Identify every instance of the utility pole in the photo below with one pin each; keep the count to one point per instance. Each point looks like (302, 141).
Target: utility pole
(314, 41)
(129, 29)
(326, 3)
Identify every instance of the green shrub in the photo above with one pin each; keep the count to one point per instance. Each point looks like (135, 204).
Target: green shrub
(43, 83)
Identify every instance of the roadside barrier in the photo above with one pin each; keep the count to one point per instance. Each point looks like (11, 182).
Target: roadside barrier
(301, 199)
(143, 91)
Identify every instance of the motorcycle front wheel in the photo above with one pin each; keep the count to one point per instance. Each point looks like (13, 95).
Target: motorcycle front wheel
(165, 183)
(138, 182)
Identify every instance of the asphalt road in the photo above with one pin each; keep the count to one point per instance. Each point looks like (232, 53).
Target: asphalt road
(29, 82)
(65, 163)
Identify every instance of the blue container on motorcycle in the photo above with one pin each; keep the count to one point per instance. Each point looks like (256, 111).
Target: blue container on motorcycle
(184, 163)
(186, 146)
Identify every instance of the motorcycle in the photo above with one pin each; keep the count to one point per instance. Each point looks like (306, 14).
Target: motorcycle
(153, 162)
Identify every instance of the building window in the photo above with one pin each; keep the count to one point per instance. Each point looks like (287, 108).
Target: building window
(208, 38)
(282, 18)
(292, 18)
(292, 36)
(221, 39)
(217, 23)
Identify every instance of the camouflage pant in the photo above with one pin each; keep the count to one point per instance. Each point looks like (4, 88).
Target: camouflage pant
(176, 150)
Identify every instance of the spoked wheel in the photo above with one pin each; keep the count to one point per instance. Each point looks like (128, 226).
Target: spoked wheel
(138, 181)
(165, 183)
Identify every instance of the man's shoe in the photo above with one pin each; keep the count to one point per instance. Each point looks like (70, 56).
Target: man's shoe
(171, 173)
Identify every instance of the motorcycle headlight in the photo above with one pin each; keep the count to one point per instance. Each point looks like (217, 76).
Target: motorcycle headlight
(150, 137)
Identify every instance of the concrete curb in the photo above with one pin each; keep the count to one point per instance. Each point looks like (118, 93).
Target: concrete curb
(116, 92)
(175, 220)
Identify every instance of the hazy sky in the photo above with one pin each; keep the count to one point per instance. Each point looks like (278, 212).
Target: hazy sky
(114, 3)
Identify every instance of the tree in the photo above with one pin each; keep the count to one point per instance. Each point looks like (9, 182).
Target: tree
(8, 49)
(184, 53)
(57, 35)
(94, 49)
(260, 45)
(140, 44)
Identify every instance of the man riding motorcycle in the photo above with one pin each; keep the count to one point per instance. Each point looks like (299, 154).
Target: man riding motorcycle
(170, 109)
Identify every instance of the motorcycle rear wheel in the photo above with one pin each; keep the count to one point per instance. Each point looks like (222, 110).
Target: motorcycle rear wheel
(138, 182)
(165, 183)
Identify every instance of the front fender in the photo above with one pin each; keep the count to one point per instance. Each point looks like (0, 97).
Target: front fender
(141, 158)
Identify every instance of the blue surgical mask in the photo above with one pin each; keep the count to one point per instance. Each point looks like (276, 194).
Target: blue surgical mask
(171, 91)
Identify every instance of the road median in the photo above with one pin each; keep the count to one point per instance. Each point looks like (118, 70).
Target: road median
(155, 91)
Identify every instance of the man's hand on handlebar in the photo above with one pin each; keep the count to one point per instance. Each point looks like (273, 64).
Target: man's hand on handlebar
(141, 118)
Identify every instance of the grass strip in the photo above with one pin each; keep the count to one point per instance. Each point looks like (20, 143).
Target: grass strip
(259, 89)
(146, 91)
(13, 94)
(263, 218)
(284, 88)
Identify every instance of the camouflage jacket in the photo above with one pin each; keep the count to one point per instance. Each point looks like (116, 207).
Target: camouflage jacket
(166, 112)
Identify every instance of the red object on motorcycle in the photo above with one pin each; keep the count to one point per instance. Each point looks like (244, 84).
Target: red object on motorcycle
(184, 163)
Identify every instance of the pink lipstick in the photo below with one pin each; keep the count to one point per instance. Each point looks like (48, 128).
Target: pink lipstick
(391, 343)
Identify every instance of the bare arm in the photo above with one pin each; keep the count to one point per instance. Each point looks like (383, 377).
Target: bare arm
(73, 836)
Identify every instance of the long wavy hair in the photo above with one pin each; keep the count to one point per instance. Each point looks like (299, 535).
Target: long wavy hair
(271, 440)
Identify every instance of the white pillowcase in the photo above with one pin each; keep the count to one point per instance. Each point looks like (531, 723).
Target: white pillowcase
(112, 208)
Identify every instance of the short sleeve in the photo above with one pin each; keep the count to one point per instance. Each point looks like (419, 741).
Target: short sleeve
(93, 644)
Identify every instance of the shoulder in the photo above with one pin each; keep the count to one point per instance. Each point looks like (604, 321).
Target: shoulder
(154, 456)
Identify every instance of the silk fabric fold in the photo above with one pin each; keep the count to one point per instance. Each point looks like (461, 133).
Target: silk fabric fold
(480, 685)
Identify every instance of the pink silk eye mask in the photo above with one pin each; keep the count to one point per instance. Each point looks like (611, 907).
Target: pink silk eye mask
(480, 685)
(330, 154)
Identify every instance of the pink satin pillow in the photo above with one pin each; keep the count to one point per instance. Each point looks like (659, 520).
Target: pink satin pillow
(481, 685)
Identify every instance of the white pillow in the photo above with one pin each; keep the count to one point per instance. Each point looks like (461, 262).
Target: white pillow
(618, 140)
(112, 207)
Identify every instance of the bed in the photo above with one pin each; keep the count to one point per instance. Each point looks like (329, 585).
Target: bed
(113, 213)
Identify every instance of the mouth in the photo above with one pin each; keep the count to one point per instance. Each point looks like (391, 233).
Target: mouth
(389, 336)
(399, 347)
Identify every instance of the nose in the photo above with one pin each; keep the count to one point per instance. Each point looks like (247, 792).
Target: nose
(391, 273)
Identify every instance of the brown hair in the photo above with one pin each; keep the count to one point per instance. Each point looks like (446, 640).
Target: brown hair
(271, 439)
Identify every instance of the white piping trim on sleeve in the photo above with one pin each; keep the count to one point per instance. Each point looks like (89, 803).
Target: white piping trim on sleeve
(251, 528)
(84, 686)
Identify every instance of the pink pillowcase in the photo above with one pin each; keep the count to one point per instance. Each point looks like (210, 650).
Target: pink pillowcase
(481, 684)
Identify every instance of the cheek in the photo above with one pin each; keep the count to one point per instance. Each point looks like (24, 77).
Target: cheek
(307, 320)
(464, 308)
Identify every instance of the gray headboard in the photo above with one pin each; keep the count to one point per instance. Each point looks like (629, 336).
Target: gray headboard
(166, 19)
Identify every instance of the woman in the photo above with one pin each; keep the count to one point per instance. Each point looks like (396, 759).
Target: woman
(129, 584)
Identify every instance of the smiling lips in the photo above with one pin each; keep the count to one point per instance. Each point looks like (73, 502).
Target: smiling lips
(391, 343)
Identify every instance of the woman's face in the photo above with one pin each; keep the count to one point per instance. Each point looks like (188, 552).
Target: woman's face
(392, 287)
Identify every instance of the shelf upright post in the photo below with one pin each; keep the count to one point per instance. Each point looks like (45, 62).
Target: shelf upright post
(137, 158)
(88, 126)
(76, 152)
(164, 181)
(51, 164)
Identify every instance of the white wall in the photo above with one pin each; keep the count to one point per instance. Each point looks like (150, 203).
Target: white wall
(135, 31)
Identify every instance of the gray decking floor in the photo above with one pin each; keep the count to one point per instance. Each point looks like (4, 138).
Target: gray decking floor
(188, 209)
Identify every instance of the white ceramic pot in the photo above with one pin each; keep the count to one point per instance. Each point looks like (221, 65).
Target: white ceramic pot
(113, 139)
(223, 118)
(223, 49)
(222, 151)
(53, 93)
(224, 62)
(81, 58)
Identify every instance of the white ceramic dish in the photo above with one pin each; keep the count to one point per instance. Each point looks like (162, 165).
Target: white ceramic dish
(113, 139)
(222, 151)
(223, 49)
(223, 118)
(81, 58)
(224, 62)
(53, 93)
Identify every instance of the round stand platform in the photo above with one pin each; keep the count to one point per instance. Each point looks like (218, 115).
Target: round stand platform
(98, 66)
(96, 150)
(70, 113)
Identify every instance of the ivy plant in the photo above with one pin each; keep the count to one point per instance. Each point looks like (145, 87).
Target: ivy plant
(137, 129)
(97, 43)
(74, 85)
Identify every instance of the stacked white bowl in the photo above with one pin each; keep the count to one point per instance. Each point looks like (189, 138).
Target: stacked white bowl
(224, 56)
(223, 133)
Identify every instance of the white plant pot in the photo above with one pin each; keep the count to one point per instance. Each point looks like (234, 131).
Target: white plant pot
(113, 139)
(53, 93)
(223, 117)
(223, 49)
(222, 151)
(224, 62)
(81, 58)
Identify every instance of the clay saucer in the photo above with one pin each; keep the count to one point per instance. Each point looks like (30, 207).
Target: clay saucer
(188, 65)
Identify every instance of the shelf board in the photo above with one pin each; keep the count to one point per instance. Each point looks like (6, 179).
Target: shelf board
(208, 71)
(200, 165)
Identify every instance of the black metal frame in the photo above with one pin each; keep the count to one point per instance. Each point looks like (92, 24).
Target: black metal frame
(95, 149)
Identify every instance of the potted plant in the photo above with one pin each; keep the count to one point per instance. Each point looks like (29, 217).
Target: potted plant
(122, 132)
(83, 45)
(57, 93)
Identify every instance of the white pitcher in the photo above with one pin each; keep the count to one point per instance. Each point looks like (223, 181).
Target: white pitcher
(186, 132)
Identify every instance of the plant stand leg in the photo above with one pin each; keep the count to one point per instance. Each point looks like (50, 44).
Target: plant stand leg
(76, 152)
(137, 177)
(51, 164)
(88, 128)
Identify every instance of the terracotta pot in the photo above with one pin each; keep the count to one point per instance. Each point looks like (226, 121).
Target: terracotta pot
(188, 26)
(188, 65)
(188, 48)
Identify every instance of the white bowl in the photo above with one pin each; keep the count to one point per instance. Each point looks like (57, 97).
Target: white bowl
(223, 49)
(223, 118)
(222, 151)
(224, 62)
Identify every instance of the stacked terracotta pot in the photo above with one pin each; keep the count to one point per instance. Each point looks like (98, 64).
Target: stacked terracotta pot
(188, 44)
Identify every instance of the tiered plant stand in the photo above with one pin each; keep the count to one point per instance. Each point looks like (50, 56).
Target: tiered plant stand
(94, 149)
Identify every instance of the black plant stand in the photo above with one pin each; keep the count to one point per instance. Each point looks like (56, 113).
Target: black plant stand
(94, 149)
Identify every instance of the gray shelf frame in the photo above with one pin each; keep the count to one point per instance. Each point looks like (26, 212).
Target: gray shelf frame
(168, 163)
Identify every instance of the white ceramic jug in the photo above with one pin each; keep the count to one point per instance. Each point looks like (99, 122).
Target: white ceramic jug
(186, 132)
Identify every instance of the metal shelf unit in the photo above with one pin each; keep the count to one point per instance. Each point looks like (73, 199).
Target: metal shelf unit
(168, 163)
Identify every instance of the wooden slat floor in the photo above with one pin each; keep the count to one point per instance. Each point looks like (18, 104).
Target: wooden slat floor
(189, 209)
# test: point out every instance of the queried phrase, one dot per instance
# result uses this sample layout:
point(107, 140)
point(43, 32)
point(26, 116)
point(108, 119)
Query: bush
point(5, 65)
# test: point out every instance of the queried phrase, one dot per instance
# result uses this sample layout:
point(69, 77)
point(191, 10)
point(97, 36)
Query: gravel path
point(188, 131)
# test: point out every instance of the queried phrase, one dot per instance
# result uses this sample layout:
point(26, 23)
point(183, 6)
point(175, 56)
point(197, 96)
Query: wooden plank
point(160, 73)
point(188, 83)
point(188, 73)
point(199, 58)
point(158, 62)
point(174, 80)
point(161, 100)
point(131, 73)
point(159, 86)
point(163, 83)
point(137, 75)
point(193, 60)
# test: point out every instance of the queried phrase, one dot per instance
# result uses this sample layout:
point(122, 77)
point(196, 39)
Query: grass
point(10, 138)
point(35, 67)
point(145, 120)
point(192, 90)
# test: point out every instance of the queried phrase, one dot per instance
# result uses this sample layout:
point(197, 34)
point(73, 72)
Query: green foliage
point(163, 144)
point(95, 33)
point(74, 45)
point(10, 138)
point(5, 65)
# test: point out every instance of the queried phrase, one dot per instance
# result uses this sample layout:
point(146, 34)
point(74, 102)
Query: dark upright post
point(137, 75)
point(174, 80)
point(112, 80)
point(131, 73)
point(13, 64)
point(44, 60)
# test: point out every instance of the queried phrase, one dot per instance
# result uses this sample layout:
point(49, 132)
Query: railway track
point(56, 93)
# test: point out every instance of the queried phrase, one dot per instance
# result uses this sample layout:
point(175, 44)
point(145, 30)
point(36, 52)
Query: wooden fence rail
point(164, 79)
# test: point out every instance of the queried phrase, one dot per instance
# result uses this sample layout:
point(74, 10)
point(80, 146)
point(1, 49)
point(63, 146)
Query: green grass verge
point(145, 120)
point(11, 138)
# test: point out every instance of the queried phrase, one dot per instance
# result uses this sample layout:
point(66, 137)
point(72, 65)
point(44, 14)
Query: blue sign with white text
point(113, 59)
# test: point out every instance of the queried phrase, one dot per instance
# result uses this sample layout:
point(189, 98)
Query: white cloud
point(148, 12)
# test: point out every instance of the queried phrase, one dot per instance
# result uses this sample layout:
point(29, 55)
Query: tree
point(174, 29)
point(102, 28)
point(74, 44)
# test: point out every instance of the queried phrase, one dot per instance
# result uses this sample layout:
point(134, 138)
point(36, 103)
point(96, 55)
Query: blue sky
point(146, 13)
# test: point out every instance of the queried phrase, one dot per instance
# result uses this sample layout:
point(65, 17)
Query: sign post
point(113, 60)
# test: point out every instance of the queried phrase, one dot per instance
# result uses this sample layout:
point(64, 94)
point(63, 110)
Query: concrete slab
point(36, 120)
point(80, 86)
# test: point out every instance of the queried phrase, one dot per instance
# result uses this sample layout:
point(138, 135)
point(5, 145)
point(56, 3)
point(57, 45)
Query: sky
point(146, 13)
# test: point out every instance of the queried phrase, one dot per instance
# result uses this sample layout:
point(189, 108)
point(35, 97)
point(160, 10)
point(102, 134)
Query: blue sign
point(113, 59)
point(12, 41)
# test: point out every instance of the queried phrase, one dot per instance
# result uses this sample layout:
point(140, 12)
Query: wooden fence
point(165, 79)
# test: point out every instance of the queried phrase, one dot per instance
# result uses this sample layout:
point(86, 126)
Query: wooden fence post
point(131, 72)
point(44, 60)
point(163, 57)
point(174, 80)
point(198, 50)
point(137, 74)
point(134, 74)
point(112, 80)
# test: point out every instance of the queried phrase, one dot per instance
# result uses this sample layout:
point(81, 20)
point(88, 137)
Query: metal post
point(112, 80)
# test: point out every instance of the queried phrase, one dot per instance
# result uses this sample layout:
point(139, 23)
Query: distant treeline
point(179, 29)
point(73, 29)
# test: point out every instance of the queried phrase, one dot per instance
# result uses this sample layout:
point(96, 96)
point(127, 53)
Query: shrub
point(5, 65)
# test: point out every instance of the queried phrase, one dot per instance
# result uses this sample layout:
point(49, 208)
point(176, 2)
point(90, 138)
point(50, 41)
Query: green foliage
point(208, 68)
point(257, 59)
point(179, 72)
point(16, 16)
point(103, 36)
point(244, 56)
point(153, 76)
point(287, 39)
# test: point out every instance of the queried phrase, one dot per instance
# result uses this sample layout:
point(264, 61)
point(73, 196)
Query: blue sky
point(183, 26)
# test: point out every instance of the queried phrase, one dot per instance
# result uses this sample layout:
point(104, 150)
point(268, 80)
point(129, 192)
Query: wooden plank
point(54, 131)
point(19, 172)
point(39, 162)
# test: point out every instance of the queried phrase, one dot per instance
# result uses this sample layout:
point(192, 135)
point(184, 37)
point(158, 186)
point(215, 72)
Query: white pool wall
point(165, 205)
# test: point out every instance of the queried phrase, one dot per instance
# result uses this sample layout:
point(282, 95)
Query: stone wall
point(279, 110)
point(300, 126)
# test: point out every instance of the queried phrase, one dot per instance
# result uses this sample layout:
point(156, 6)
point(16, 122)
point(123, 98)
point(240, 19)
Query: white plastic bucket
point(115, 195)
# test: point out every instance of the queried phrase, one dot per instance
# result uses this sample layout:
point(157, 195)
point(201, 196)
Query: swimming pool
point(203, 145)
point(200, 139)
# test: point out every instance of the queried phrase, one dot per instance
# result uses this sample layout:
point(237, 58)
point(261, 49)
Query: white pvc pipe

■ WORK REQUEST: Set down, unchanged, only those lines above that fall between the line with "Target: clay saucer" and the line with "Identify every instance of the white pitcher", the two end lines included.

■ TASK OUTPUT:
Target: clay saucer
(188, 65)
Identify every instance of the shelf board in the photo above with one pin each; keep the count to one point per instance. Each point looks like (6, 179).
Target: shelf board
(208, 71)
(200, 165)
Identify every instance of the black metal frame in the photo above with one pin each; keep the count to one point per instance. Each point looks like (92, 24).
Target: black metal frame
(95, 149)
Identify every instance of the potted plant in the photo above with one pin each; keep the count to one point per instance. Each point looks like (29, 217).
Target: potted plant
(122, 132)
(83, 45)
(57, 93)
Identify every instance of the white pitcher in the photo above with one pin each; keep the count to one point per instance. Each point looks like (223, 181).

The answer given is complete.